**EXERCISE DESCRIPTION**
Please return the lines, both ends included, that run from the one containing "Run detection for eyeglasses" to the last line of the data below, exactly and alone.

**Annotated photo localization data**
%%
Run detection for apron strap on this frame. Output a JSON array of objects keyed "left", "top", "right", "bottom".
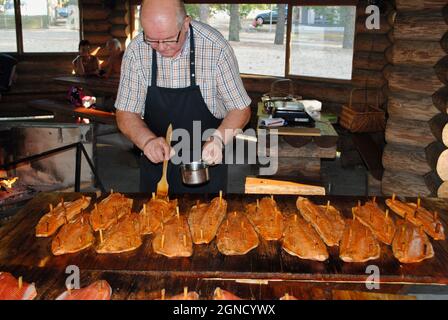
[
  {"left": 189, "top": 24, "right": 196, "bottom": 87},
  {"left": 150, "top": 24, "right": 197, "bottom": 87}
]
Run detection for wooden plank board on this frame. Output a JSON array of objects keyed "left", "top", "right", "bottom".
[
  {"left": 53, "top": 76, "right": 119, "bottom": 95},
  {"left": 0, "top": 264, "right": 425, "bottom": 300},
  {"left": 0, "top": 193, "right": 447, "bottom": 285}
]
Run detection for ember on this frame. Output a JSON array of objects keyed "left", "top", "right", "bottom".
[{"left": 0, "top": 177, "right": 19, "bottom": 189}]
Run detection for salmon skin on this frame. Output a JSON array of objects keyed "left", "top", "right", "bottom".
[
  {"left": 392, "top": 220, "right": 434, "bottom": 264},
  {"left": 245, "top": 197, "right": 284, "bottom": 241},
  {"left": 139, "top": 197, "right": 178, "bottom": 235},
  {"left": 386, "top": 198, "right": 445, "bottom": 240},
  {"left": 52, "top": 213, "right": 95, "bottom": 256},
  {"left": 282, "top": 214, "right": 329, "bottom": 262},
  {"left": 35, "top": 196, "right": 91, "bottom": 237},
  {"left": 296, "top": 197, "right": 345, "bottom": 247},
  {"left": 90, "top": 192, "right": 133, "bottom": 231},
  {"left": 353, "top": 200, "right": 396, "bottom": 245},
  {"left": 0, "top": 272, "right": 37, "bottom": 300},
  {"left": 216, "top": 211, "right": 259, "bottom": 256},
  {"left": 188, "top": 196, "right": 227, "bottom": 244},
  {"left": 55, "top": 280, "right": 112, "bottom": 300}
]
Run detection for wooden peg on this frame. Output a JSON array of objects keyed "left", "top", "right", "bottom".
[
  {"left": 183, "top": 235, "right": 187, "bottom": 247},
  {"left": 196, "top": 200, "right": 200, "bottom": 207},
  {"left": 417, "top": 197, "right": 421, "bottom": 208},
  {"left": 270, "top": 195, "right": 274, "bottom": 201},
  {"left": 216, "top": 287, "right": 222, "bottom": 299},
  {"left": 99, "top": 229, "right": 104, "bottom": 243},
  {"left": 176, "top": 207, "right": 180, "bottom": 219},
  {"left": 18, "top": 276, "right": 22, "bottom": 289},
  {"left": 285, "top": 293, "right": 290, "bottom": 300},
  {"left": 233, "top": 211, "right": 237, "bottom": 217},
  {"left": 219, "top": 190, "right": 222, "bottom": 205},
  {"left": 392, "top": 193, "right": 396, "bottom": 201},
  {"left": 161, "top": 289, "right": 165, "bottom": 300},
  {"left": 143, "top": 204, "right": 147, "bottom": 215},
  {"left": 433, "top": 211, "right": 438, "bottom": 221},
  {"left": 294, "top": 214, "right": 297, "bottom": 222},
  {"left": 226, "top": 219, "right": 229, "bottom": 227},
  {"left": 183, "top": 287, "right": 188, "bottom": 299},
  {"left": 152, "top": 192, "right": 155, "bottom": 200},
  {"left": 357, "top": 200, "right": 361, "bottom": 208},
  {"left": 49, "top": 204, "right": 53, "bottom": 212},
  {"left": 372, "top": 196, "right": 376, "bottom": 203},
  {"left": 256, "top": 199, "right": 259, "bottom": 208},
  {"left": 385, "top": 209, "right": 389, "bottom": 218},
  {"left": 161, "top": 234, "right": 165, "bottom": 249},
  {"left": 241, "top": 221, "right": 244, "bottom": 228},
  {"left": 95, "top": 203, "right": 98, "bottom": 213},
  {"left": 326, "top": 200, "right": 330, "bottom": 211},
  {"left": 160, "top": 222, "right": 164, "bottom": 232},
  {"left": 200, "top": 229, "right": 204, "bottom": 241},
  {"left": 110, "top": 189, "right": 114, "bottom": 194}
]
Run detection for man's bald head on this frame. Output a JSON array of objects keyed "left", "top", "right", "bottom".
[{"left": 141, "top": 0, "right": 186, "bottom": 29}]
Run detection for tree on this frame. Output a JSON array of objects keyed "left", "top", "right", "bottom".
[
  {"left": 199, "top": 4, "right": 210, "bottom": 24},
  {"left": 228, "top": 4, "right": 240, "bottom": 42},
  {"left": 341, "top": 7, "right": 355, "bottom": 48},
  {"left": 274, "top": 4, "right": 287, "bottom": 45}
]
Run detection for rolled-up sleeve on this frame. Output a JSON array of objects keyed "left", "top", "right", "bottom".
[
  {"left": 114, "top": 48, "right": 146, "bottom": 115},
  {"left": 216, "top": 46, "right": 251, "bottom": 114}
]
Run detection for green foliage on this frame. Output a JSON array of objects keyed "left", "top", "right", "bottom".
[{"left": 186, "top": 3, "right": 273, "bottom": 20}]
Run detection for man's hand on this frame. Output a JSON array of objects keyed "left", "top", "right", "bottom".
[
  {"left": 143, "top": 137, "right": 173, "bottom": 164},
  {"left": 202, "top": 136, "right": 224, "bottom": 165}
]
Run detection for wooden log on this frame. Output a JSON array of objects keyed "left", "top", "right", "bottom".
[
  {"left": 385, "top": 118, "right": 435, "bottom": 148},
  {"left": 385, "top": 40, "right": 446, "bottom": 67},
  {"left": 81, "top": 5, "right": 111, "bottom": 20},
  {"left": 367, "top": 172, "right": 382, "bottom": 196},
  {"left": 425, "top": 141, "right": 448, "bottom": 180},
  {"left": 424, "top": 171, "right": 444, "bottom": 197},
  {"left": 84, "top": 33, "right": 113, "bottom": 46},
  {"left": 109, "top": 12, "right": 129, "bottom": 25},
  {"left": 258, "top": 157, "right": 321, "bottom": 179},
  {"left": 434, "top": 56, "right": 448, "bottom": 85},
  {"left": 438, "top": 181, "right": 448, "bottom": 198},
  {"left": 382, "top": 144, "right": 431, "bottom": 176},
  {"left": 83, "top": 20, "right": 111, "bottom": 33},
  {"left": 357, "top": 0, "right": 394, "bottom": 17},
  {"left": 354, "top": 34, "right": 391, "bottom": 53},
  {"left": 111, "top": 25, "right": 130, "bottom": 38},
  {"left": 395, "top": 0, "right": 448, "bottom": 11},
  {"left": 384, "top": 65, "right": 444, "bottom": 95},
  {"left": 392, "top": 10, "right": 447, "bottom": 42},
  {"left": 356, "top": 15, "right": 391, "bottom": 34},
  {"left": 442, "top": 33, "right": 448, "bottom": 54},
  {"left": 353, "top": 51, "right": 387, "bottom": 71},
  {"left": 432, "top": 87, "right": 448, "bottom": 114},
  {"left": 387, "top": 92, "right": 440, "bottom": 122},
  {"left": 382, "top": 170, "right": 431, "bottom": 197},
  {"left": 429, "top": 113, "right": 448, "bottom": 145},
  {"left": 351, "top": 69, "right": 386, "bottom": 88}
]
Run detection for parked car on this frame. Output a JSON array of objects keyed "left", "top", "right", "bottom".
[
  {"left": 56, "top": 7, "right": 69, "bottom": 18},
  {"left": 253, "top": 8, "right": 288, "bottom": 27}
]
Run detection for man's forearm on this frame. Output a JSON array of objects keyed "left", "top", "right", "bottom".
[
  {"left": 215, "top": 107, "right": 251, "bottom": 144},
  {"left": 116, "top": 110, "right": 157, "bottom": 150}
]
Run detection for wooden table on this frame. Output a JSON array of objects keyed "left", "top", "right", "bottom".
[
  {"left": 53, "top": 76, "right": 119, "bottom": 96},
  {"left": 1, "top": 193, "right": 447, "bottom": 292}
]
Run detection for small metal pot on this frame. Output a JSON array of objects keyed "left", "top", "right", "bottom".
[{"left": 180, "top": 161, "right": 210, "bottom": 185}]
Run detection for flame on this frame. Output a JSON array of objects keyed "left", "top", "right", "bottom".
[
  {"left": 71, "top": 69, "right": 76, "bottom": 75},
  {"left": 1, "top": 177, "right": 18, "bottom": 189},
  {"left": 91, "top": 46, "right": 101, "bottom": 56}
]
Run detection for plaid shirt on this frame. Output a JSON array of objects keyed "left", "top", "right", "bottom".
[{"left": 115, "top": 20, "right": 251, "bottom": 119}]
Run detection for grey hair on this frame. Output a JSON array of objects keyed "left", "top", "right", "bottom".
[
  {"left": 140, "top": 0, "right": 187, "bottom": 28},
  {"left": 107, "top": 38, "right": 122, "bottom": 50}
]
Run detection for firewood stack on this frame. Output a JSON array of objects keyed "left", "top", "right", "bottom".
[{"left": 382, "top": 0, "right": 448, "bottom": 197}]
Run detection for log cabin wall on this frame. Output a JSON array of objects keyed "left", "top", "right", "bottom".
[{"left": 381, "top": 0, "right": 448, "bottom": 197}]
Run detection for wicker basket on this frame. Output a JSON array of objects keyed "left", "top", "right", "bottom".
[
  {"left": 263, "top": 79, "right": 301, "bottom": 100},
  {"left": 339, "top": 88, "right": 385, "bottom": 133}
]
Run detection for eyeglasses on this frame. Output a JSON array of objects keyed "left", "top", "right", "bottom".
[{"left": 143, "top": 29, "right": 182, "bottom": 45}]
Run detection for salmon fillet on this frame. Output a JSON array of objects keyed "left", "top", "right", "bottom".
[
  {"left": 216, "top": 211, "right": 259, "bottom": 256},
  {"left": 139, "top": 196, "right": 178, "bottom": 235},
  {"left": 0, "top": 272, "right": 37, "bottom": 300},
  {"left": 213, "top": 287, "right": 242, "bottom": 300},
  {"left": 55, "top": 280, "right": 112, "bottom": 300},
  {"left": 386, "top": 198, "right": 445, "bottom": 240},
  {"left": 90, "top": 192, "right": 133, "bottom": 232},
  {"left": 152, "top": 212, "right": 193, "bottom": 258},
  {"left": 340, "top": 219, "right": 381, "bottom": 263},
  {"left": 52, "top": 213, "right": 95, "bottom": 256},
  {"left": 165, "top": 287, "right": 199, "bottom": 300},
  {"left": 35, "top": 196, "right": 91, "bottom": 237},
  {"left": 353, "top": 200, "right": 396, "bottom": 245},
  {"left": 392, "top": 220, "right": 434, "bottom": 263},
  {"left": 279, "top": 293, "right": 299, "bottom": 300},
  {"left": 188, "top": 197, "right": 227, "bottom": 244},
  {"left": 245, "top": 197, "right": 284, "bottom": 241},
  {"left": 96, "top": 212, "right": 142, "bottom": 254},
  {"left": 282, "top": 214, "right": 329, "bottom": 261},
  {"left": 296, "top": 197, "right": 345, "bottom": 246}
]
%%
**WRITTEN SOLUTION**
Run detection for eyeglasses on this frame. Output a JSON array of objects keyed "left", "top", "right", "bottom".
[{"left": 143, "top": 29, "right": 182, "bottom": 45}]
Run detection for salmon fillet on this frame. Output a JSON array of objects keyed "left", "top", "right", "bottom".
[
  {"left": 216, "top": 211, "right": 259, "bottom": 256},
  {"left": 139, "top": 196, "right": 178, "bottom": 235},
  {"left": 0, "top": 272, "right": 37, "bottom": 300},
  {"left": 213, "top": 287, "right": 242, "bottom": 300},
  {"left": 55, "top": 280, "right": 112, "bottom": 300},
  {"left": 386, "top": 198, "right": 445, "bottom": 240},
  {"left": 90, "top": 192, "right": 133, "bottom": 232},
  {"left": 152, "top": 212, "right": 193, "bottom": 258},
  {"left": 340, "top": 219, "right": 381, "bottom": 263},
  {"left": 52, "top": 213, "right": 95, "bottom": 256},
  {"left": 165, "top": 287, "right": 199, "bottom": 300},
  {"left": 35, "top": 196, "right": 91, "bottom": 237},
  {"left": 353, "top": 200, "right": 396, "bottom": 245},
  {"left": 392, "top": 220, "right": 434, "bottom": 263},
  {"left": 279, "top": 293, "right": 299, "bottom": 300},
  {"left": 188, "top": 197, "right": 227, "bottom": 244},
  {"left": 245, "top": 197, "right": 284, "bottom": 241},
  {"left": 96, "top": 212, "right": 142, "bottom": 254},
  {"left": 282, "top": 214, "right": 329, "bottom": 261},
  {"left": 296, "top": 197, "right": 345, "bottom": 246}
]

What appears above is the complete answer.